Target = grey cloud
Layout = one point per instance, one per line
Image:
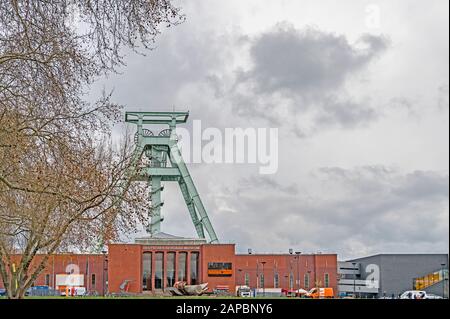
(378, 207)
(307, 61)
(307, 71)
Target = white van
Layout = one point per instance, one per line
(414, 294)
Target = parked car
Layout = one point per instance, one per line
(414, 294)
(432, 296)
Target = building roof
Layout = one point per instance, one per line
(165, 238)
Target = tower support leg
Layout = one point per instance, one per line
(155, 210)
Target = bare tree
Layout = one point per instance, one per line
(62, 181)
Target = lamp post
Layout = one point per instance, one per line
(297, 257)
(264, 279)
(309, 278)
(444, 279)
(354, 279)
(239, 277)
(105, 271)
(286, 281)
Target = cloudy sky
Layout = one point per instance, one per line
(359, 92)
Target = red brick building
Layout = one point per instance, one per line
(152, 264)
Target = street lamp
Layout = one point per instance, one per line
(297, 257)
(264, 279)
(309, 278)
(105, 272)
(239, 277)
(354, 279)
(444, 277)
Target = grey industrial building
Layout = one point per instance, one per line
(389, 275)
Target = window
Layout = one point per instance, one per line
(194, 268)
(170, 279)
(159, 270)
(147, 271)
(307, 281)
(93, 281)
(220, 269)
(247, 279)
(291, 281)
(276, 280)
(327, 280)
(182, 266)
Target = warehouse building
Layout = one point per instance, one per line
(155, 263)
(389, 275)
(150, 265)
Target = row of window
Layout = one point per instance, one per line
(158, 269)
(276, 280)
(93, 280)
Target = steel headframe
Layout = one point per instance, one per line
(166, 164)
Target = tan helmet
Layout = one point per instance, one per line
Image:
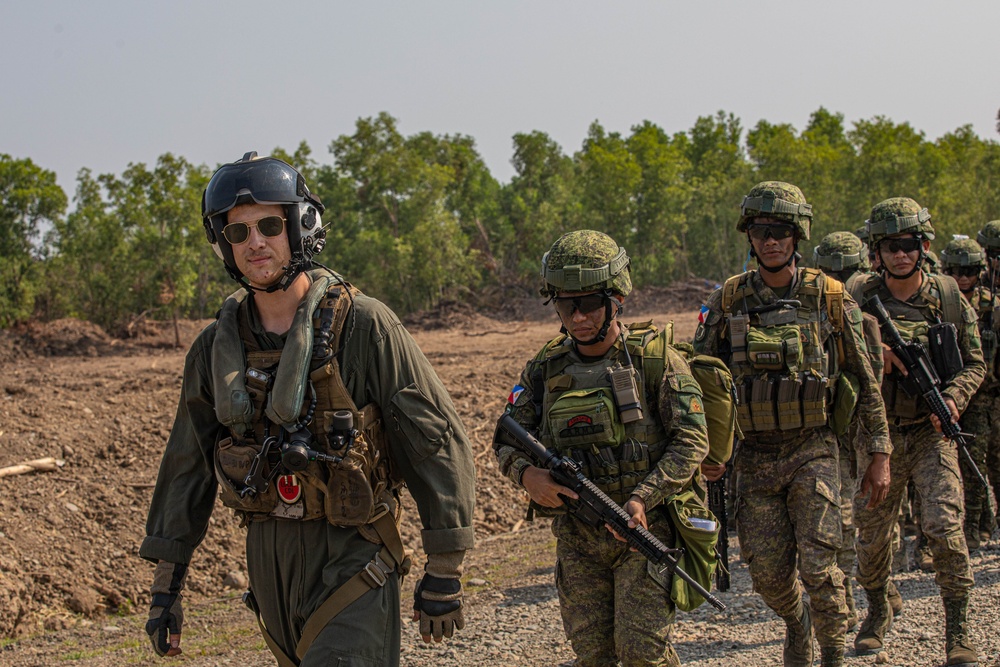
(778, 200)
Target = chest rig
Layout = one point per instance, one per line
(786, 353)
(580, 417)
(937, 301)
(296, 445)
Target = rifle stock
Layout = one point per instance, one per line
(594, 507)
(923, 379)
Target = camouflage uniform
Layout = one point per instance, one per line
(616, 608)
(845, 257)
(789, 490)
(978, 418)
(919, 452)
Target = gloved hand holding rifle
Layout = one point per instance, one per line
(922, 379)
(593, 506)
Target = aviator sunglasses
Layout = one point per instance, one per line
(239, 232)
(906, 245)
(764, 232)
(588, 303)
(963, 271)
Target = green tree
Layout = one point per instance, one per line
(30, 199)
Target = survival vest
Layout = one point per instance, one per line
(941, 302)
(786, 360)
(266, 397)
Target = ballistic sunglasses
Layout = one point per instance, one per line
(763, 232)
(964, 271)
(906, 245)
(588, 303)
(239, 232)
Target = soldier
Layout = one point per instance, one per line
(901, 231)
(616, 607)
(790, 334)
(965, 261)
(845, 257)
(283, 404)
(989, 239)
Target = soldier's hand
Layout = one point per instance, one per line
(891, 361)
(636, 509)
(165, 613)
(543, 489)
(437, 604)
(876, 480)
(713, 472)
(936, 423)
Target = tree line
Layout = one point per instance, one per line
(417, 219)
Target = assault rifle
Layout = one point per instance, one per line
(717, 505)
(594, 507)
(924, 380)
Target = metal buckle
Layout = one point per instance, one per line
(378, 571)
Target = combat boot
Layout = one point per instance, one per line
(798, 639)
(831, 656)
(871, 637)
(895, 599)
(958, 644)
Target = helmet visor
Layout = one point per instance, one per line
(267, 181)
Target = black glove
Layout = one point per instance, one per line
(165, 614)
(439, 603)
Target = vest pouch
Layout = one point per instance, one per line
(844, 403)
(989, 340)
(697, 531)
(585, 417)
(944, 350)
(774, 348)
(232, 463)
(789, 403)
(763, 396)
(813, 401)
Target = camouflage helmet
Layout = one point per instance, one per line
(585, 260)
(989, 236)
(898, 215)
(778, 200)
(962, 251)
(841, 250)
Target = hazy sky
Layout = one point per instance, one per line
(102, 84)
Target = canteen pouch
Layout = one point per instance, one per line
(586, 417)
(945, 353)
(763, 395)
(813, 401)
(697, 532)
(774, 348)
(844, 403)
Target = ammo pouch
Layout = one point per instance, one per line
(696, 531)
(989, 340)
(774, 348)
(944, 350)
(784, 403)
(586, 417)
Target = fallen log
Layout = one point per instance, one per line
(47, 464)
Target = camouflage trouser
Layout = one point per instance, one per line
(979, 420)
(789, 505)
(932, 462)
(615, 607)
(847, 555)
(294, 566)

**WHAT YOU NEED TO DO:** Recast every line of the entries above as a numbered list. Skip blank lines and leave the pictures out.

**THE REPLY:**
1. Target = grey cloud
2. Layout = one point per instance, one per line
3. Image:
4. (378, 207)
5. (307, 61)
6. (307, 71)
7. Target = white van
8. Layout = one point per instance, one per line
9. (414, 294)
10. Target = parked car
11. Layout = one point per instance, one per line
12. (414, 294)
13. (432, 296)
14. Target = building roof
15. Layout = one point per instance, one per line
16. (165, 238)
17. Target = tower support leg
18. Layout = one point per instance, one per line
19. (155, 210)
20. Target = bare tree
21. Layout = one point per instance, one per line
22. (62, 181)
23. Target = lamp post
24. Layout = one point per instance, one per line
25. (297, 257)
26. (264, 279)
27. (309, 278)
28. (444, 279)
29. (354, 279)
30. (239, 277)
31. (105, 271)
32. (286, 281)
33. Target = cloudy sky
34. Layout = one point per instance, one per line
35. (359, 92)
36. Target = red brick building
37. Layout = one point per instance, one per line
38. (152, 264)
39. Target = street lamp
40. Layout = one point per instance, one per line
41. (297, 257)
42. (264, 279)
43. (309, 278)
44. (105, 272)
45. (239, 277)
46. (354, 279)
47. (444, 277)
48. Target = grey industrial building
49. Layout = one point per instance, one per line
50. (389, 275)
51. Target = window
52. Layout = one point per instance, one per line
53. (194, 268)
54. (170, 279)
55. (159, 270)
56. (147, 271)
57. (307, 281)
58. (93, 281)
59. (220, 269)
60. (247, 279)
61. (291, 281)
62. (276, 280)
63. (327, 280)
64. (182, 266)
65. Target = warehouse building
66. Layout = one point per instance, one per line
67. (155, 263)
68. (389, 275)
69. (150, 265)
70. Target = row of window
71. Layout = one point per instance, one per line
72. (158, 269)
73. (276, 280)
74. (93, 280)
75. Target = steel headframe
76. Layout = one point per instance, one per line
77. (166, 164)
78. Target = tan helmet
79. Layout = one point per instance, one per line
80. Image:
81. (778, 200)
82. Target = chest rig
83. Layout = one point per instance, one per line
84. (786, 353)
85. (580, 417)
86. (937, 301)
87. (296, 445)
88. Target = rifle stock
89. Layout = one point per instance, one per line
90. (594, 507)
91. (923, 379)
92. Target = camouflage uniform
93. Layout = one point per instance, one per line
94. (616, 608)
95. (845, 257)
96. (789, 490)
97. (978, 418)
98. (919, 452)
99. Target = gloved hand holding rifle
100. Layout = one point per instance, one per line
101. (922, 379)
102. (593, 506)
103. Target = aviator sunglasses
104. Layout = one point per instance, one per line
105. (239, 232)
106. (906, 245)
107. (764, 232)
108. (588, 303)
109. (963, 271)
110. Target = green tree
111. Layout = one point per instance, one per line
112. (30, 199)
113. Target = survival vest
114. Layout = one point per instance, one per line
115. (941, 302)
116. (786, 360)
117. (266, 397)
118. Target = ballistic sunglasses
119. Layout = one point per instance, one per line
120. (763, 232)
121. (964, 271)
122. (906, 245)
123. (588, 303)
124. (239, 232)
125. Target = soldier
126. Layout = one point per instance, one per line
127. (901, 231)
128. (616, 607)
129. (790, 334)
130. (965, 261)
131. (845, 257)
132. (283, 404)
133. (989, 239)
134. Target = soldier's hand
135. Layout = one point per instance, one per line
136. (891, 361)
137. (636, 509)
138. (165, 613)
139. (543, 489)
140. (437, 604)
141. (876, 480)
142. (713, 472)
143. (936, 423)
144. Target = tree line
145. Layout = one point per instance, one per line
146. (417, 219)
147. Target = assault rifle
148. Layout = one point per instance, one per line
149. (717, 505)
150. (594, 507)
151. (924, 380)
152. Target = metal buckle
153. Layout = one point per instance, one per line
154. (378, 571)
155. Target = combat boot
156. Layout = one point per instance, one per line
157. (798, 639)
158. (831, 656)
159. (871, 637)
160. (895, 599)
161. (958, 644)
162. Target = helmet visor
163. Layout = one point per instance, one per line
164. (267, 181)
165. Target = black glove
166. Layout = one point per instance, one per line
167. (165, 614)
168. (439, 603)
169. Target = vest pouch
170. Layout = one point per instance, one per line
171. (844, 403)
172. (989, 340)
173. (697, 531)
174. (585, 417)
175. (944, 350)
176. (774, 348)
177. (232, 463)
178. (789, 403)
179. (763, 396)
180. (813, 401)
181. Target = camouflage helmet
182. Layout = one point per instance, one per line
183. (585, 260)
184. (989, 236)
185. (898, 215)
186. (778, 200)
187. (962, 251)
188. (841, 250)
189. Target = hazy sky
190. Layout = one point per instance, one per line
191. (102, 84)
192. Target = canteen pouch
193. Layout = one point per instance, one per line
194. (586, 417)
195. (945, 353)
196. (763, 395)
197. (813, 401)
198. (697, 532)
199. (774, 348)
200. (844, 403)
201. Target = ammo pouch
202. Layout = one point per instance, one per line
203. (696, 531)
204. (989, 340)
205. (774, 348)
206. (944, 350)
207. (784, 403)
208. (586, 417)
209. Target = fallen log
210. Layout = one point per instance, one per line
211. (47, 464)
212. Target = camouflage trouser
213. Layout = one point per instance, one per line
214. (979, 420)
215. (789, 505)
216. (932, 462)
217. (615, 607)
218. (847, 555)
219. (294, 566)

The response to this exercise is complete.